* [Task description]: Only the lines from the one containing "Where can you spot the brown" through the end of the listing below belong in your answer; retype them exactly.

*** Block opens ***

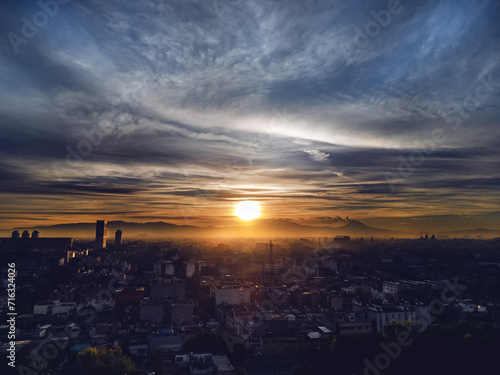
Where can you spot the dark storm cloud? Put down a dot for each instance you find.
(162, 98)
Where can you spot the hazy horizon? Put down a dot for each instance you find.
(176, 111)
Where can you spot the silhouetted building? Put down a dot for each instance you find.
(118, 237)
(342, 239)
(101, 232)
(15, 243)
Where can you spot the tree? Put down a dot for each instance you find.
(103, 361)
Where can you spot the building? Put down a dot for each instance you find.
(200, 364)
(15, 243)
(382, 315)
(233, 295)
(152, 311)
(168, 289)
(354, 328)
(118, 237)
(342, 239)
(101, 232)
(53, 307)
(182, 313)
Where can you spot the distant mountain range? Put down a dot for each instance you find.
(259, 228)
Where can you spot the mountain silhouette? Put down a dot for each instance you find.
(257, 228)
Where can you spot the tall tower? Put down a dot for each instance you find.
(118, 237)
(101, 232)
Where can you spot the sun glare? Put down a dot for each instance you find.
(247, 210)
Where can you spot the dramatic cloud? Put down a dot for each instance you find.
(177, 109)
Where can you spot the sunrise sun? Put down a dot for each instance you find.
(247, 210)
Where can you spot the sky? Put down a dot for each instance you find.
(384, 111)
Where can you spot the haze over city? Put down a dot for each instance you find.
(384, 112)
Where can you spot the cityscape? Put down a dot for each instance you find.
(249, 187)
(313, 305)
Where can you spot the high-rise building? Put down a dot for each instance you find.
(101, 232)
(118, 237)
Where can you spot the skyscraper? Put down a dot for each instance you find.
(101, 232)
(118, 237)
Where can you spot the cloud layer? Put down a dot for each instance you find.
(319, 109)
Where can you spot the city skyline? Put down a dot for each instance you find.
(384, 112)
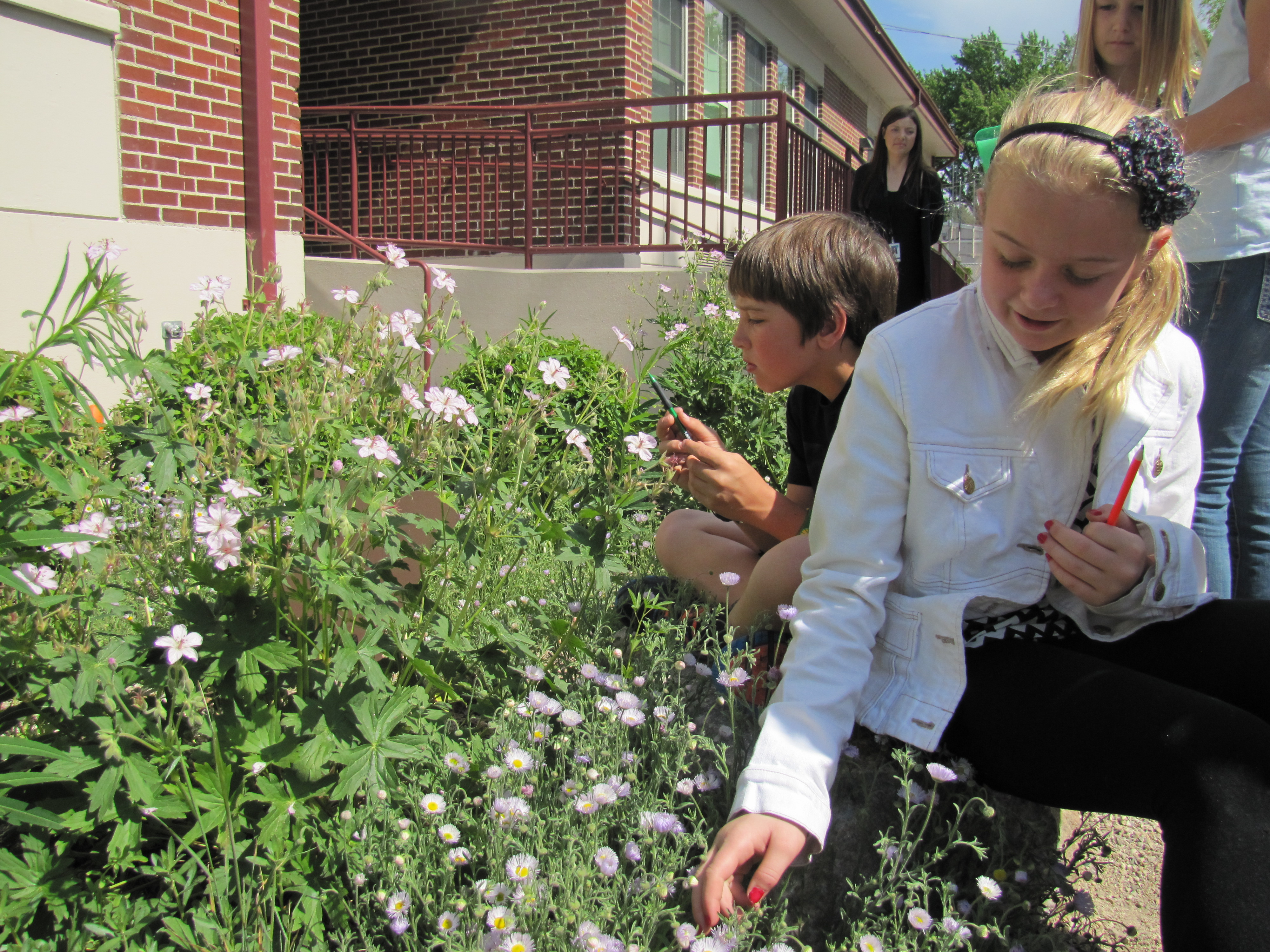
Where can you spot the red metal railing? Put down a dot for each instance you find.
(600, 176)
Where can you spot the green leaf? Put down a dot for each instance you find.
(435, 680)
(276, 656)
(44, 538)
(143, 779)
(22, 747)
(102, 799)
(181, 934)
(18, 813)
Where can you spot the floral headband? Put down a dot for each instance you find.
(1150, 155)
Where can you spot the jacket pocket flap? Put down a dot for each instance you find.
(968, 477)
(899, 633)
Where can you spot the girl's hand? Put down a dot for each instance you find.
(736, 850)
(1102, 564)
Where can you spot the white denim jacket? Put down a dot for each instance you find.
(933, 494)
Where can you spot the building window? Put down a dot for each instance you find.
(670, 79)
(812, 103)
(716, 81)
(752, 138)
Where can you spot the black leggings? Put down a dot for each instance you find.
(1172, 724)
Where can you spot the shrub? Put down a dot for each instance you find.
(224, 717)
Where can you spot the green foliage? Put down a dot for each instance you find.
(976, 92)
(298, 593)
(1210, 13)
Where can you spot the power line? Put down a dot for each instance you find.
(965, 40)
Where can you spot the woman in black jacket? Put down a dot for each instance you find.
(905, 201)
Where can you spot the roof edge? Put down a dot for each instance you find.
(874, 32)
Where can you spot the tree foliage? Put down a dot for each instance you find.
(977, 89)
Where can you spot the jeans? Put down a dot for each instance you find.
(1230, 321)
(1169, 724)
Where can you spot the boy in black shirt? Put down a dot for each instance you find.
(808, 290)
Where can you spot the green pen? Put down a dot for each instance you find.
(666, 402)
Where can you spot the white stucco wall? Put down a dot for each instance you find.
(587, 303)
(60, 183)
(59, 150)
(161, 262)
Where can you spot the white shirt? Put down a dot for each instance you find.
(933, 494)
(1233, 215)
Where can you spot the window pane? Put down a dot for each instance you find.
(717, 68)
(716, 79)
(669, 35)
(669, 145)
(752, 138)
(812, 102)
(784, 77)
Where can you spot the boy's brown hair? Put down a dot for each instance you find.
(812, 262)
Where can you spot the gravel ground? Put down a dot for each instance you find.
(1127, 888)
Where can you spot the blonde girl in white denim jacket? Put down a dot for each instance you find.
(965, 586)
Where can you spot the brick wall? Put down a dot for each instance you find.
(843, 111)
(420, 53)
(181, 131)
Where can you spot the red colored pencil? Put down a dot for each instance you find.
(1125, 487)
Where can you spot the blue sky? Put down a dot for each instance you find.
(962, 18)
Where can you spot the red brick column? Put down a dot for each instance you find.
(181, 121)
(770, 134)
(843, 111)
(697, 81)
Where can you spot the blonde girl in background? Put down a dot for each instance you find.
(1227, 251)
(1149, 49)
(965, 586)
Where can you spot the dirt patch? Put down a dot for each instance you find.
(1126, 887)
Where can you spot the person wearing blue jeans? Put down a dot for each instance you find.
(1226, 242)
(1230, 319)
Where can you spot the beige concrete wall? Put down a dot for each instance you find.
(587, 303)
(60, 143)
(161, 262)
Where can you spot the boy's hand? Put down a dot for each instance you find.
(1102, 564)
(669, 431)
(722, 482)
(721, 876)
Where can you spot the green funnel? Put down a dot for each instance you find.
(986, 142)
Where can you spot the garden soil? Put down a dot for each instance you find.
(1127, 889)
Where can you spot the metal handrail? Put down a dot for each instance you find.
(393, 180)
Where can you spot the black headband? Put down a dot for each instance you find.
(1151, 159)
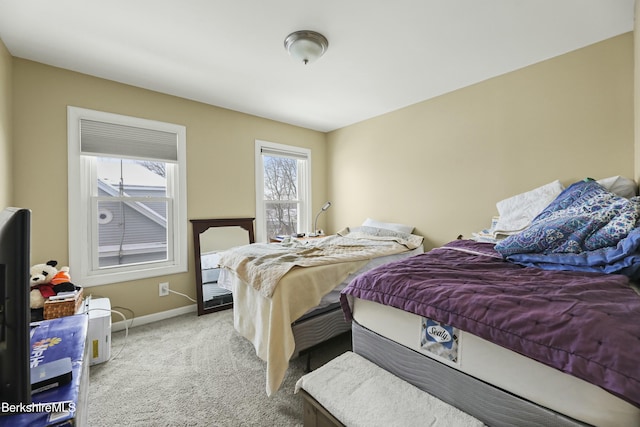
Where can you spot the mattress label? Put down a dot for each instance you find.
(439, 339)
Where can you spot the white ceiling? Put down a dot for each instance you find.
(383, 54)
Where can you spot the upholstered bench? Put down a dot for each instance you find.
(350, 390)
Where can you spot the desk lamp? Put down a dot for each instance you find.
(315, 223)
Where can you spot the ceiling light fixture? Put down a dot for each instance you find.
(305, 45)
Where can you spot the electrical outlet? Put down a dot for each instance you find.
(163, 289)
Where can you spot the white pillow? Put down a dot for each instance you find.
(402, 228)
(623, 187)
(517, 212)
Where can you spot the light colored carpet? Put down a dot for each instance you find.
(194, 371)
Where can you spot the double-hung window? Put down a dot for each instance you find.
(283, 190)
(127, 197)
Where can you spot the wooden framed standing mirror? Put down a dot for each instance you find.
(211, 236)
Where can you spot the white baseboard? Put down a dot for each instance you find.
(150, 318)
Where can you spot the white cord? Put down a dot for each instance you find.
(181, 294)
(126, 328)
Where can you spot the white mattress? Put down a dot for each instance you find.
(506, 369)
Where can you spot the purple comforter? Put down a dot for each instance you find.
(584, 324)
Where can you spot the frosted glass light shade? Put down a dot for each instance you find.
(306, 46)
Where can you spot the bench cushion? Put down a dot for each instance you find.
(359, 393)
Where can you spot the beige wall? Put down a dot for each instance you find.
(442, 164)
(220, 163)
(6, 169)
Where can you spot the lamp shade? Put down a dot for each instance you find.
(306, 46)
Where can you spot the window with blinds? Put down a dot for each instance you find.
(127, 185)
(282, 189)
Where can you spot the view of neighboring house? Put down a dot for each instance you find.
(132, 213)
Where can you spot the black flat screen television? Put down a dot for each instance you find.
(15, 313)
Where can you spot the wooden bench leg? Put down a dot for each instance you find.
(315, 415)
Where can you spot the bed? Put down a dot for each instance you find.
(286, 295)
(522, 332)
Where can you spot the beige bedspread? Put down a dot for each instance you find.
(263, 265)
(271, 289)
(266, 322)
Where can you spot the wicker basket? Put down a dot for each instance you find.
(67, 307)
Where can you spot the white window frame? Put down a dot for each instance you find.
(304, 186)
(83, 218)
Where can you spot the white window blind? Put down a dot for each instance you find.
(112, 139)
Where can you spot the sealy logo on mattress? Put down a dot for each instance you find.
(439, 334)
(439, 339)
(436, 332)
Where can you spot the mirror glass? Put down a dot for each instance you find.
(210, 237)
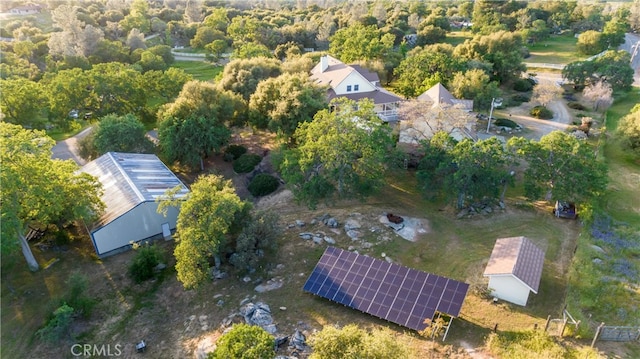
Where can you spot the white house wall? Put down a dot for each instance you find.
(509, 288)
(139, 223)
(354, 78)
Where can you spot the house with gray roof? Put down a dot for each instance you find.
(356, 83)
(433, 111)
(132, 182)
(514, 269)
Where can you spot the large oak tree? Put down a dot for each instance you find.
(342, 152)
(38, 190)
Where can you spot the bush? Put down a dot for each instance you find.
(518, 99)
(244, 341)
(541, 112)
(523, 85)
(246, 163)
(234, 151)
(58, 324)
(257, 243)
(77, 295)
(143, 266)
(576, 106)
(505, 123)
(263, 184)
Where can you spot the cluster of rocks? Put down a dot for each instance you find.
(259, 314)
(317, 237)
(480, 209)
(508, 130)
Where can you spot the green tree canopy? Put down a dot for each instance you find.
(39, 190)
(281, 103)
(243, 75)
(341, 152)
(360, 42)
(591, 42)
(501, 49)
(22, 102)
(469, 171)
(120, 134)
(207, 216)
(475, 84)
(189, 140)
(353, 342)
(245, 341)
(613, 67)
(560, 167)
(629, 130)
(203, 99)
(426, 66)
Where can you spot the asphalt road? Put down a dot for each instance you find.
(68, 149)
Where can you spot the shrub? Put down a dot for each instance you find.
(576, 106)
(505, 123)
(143, 266)
(235, 151)
(353, 342)
(244, 341)
(246, 163)
(58, 324)
(257, 243)
(523, 85)
(541, 112)
(77, 295)
(518, 99)
(263, 184)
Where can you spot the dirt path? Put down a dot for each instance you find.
(68, 149)
(536, 128)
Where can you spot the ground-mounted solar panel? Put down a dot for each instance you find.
(389, 291)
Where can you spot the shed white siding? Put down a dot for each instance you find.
(509, 288)
(139, 223)
(353, 79)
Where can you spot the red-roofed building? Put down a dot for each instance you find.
(355, 83)
(514, 269)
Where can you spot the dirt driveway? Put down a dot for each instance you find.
(536, 128)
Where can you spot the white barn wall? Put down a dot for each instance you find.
(139, 223)
(353, 79)
(509, 288)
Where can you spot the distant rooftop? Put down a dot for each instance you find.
(129, 179)
(519, 257)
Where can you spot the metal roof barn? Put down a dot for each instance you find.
(131, 184)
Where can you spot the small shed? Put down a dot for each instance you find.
(514, 269)
(131, 183)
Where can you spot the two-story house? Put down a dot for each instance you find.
(356, 83)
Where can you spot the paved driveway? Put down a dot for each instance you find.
(536, 128)
(68, 149)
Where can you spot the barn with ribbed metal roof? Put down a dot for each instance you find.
(132, 182)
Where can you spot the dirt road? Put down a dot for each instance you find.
(68, 149)
(536, 128)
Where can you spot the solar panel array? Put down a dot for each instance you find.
(389, 291)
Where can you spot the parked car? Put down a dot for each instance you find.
(564, 209)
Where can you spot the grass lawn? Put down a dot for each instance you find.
(557, 49)
(200, 70)
(603, 283)
(458, 37)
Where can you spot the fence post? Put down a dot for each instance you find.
(546, 325)
(595, 337)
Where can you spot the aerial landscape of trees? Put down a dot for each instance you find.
(212, 77)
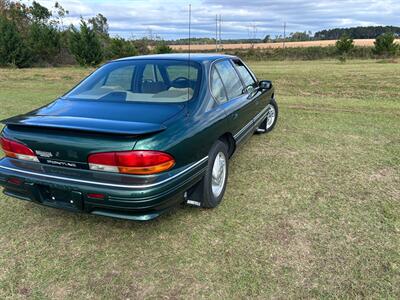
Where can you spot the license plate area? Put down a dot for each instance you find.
(61, 198)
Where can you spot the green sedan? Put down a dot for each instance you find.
(138, 137)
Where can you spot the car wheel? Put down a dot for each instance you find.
(216, 176)
(272, 117)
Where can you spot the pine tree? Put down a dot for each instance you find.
(13, 50)
(385, 45)
(85, 45)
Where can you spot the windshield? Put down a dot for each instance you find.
(141, 81)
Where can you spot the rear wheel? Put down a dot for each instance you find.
(272, 117)
(215, 179)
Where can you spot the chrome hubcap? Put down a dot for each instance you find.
(271, 114)
(218, 174)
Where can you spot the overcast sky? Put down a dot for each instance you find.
(168, 19)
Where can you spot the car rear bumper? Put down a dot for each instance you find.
(126, 196)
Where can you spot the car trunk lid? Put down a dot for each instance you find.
(65, 132)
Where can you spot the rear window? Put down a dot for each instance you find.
(141, 81)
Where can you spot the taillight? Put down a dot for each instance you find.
(141, 162)
(17, 150)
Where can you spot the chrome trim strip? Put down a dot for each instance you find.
(110, 184)
(254, 120)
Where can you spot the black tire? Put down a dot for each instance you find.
(209, 199)
(263, 128)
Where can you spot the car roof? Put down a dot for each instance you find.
(197, 57)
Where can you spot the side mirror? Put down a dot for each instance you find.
(265, 85)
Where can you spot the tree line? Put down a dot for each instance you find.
(33, 35)
(364, 32)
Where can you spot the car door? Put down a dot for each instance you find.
(258, 98)
(234, 99)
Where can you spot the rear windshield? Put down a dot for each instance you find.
(141, 81)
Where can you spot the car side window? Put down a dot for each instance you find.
(247, 77)
(230, 78)
(217, 87)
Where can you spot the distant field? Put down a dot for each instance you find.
(270, 45)
(311, 210)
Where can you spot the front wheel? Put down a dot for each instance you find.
(272, 117)
(215, 179)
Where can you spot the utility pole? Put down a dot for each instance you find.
(220, 31)
(216, 33)
(284, 35)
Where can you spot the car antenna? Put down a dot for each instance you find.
(190, 25)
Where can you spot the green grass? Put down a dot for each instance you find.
(311, 210)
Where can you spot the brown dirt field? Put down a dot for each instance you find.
(327, 43)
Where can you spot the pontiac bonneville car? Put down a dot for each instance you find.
(138, 136)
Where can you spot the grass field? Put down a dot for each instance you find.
(311, 210)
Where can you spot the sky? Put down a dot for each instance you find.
(241, 18)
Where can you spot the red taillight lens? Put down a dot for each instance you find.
(17, 150)
(132, 162)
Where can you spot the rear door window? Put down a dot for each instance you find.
(230, 78)
(247, 77)
(217, 87)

*** Block closes ***

* [Solution to the exercise]:
Where can you spot the brown dirt field? Put down a dot for each instance you find.
(327, 43)
Where can you spot the pontiac bonneville car? Put down a dot for each instance you find.
(138, 136)
Where can you spot the grass field? Put down a dot for each instance you find.
(311, 210)
Where can you spot the sky? Put down a dot for each instance you find.
(241, 18)
Where can you spot the red taillight lens? Put down a dot for each instance you find.
(17, 150)
(132, 162)
Where can you spot the rear door window? Put down a dot for each instance you find.
(230, 78)
(247, 77)
(217, 87)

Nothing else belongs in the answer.